CONSIGNE:
Recopiez le passage de l'article sur les exilés turcs en Grèce depuis « Le 16 juillet » jusqu'à « les années suivantes. » inclus, en remplaçant « hélicoptère » par « avion ».

DOCUMENT:
-.-.-

Le Monde, 14 juillet 2021, Marina Rafenberg
Depuis le coup d’Etat manqué, la Grèce est devenue une terre d’asile pour les gülénistes. Pour le gouvernement turc, c’est un argument de plus pour mobiliser contre Athènes.
A chaque anniversaire du coup d’Etat manqué contre le président turc, Recep Tayyip Erdogan, le 15 juillet, l’ambassade turque à Athènes se rappelle au bon souvenir des autorités grecques. « Nous attendons depuis quatre ans maintenant l’extradition des huit militaires (et d’autres) qui ont fui en Grèce, a-t-elle fait savoir, l’an dernier, sur les réseaux sociaux. Justice doit être faite, le plus tôt possible. » Nul doute que le ton sera tout aussi ferme pour les cinq ans du coup d’Etat, tant l’exil vers la Grèce de certains militaires turcs a contribué à tendre les relations entre les deux pays.
Le 16 juillet 2016, six pilotes et deux techniciens, accusés par le régime turc d’avoir participé au coup d’Etat raté et visés par un mandat d’arrêt turc, atterrissaient en hélicoptère à Alexandroupoli, dans le nord de la Grèce, pour y trouver refuge. Recep Tayyip Erdogan avait immédiatement haussé le ton face au premier ministre grec de l’époque, Alexis Tsipras, qui, selon ses dires, lui avait promis l’extradition des militaires. Le ministre des affaires étrangères turc avait alors déclaré que « la Grèce devient un pays qui protège et abrite les putschistes », et avait même été jusqu’à menacer d’annuler l’accord de réadmission des migrants signé avec la Grèce et l’Union européenne. Un chantage que le gouvernement turc a souvent remis sur la table les années suivantes.
La crainte d’éventuels événements
En janvier 2017, la Cour suprême grecque a refusé de remettre les exilés turcs à Ankara. « Deux questions se sont posées aux juges grecs face à ces huit militaires : ont-ils vraiment participé au coup d’Etat ? La Turquie est-elle un Etat de droit qui peut les juger de manière impartiale ? La justice grecque a répondu non à cette dernière interrogation », explique Ioannis N. Grigoriadis, chercheur à la Fondation hellénique pour la politique européenne et étrangère (Eliamep), spécialiste de la Turquie.

-.-.-

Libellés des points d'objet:

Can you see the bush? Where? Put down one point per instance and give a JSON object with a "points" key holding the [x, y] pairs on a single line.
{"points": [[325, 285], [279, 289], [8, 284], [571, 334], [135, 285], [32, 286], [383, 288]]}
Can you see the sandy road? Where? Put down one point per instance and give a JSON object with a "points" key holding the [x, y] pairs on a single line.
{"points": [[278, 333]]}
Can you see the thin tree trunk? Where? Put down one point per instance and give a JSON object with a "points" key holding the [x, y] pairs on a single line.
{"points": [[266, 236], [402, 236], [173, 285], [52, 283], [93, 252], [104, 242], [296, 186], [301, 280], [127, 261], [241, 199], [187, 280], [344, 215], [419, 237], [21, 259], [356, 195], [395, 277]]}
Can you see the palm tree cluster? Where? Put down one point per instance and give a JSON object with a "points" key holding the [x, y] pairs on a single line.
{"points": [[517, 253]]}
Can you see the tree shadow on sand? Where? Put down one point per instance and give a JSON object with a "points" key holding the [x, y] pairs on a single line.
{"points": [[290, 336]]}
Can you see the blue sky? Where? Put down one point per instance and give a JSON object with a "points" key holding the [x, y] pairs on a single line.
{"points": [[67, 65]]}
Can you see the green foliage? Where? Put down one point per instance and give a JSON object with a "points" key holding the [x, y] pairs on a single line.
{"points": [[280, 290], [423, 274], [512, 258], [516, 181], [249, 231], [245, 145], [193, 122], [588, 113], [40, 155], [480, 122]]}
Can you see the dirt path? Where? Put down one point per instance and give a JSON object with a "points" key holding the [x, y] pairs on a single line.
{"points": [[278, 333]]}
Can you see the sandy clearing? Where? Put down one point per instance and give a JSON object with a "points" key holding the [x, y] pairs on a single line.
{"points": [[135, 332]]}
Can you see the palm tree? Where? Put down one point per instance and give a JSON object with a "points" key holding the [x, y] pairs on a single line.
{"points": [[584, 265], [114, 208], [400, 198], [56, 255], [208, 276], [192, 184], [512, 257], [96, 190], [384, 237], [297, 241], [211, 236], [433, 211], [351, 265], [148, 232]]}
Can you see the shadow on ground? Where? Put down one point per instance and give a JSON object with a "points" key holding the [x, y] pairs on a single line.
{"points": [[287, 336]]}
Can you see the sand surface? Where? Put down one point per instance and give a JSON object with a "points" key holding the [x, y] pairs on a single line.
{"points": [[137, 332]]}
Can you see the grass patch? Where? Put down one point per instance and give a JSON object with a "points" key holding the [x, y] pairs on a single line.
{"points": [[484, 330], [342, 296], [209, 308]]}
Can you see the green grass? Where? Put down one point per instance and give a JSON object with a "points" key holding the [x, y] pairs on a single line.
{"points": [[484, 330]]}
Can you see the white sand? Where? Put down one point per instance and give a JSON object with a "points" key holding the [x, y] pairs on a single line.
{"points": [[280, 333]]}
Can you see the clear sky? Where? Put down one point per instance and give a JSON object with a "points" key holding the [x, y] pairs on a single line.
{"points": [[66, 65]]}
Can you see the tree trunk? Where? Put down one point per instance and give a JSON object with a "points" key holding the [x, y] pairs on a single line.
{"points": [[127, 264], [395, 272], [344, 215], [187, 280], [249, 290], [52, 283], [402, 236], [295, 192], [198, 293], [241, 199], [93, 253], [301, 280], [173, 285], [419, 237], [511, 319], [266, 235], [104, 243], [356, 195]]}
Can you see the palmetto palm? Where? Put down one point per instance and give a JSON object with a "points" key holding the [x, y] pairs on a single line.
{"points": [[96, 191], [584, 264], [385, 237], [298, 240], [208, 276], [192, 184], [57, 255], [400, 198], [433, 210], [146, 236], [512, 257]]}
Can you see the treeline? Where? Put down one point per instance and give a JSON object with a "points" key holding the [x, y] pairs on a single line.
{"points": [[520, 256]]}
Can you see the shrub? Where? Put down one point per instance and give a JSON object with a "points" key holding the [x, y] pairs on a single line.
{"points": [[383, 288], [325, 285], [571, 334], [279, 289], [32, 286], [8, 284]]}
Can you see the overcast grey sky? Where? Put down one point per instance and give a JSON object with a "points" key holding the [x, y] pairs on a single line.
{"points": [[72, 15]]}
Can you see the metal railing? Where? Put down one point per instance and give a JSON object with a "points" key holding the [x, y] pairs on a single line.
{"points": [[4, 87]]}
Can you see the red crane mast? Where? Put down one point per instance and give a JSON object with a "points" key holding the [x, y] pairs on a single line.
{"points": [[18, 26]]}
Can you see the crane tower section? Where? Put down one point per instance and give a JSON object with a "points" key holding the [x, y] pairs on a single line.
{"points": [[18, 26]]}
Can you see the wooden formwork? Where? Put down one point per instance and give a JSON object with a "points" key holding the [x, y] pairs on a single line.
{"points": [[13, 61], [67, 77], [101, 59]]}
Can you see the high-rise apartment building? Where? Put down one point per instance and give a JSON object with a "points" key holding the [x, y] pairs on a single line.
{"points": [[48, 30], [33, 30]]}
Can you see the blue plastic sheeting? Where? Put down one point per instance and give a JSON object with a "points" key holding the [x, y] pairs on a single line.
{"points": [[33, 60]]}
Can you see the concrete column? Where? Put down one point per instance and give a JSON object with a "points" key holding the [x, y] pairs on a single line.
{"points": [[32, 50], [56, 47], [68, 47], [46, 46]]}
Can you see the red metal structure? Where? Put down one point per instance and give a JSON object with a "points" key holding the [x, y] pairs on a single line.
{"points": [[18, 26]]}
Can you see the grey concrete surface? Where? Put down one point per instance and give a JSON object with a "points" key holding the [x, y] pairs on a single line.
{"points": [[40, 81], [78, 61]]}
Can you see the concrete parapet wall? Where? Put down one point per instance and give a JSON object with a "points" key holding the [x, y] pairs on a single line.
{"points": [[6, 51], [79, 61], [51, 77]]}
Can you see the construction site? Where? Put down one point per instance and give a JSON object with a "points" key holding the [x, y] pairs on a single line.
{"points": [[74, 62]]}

-.-.-

SOLUTION:
Le 16 juillet 2016, six pilotes et deux techniciens, accusés par le régime turc d’avoir participé au coup d’Etat raté et visés par un mandat d’arrêt turc, atterrissaient en avion à Alexandroupoli, dans le nord de la Grèce, pour y trouver refuge. Recep Tayyip Erdogan avait immédiatement haussé le ton face au premier ministre grec de l’époque, Alexis Tsipras, qui, selon ses dires, lui avait promis l’extradition des militaires. Le ministre des affaires étrangères turc avait alors déclaré que « la Grèce devient un pays qui protège et abrite les putschistes », et avait même été jusqu’à menacer d’annuler l’accord de réadmission des migrants signé avec la Grèce et l’Union européenne. Un chantage que le gouvernement turc a souvent remis sur la table les années suivantes.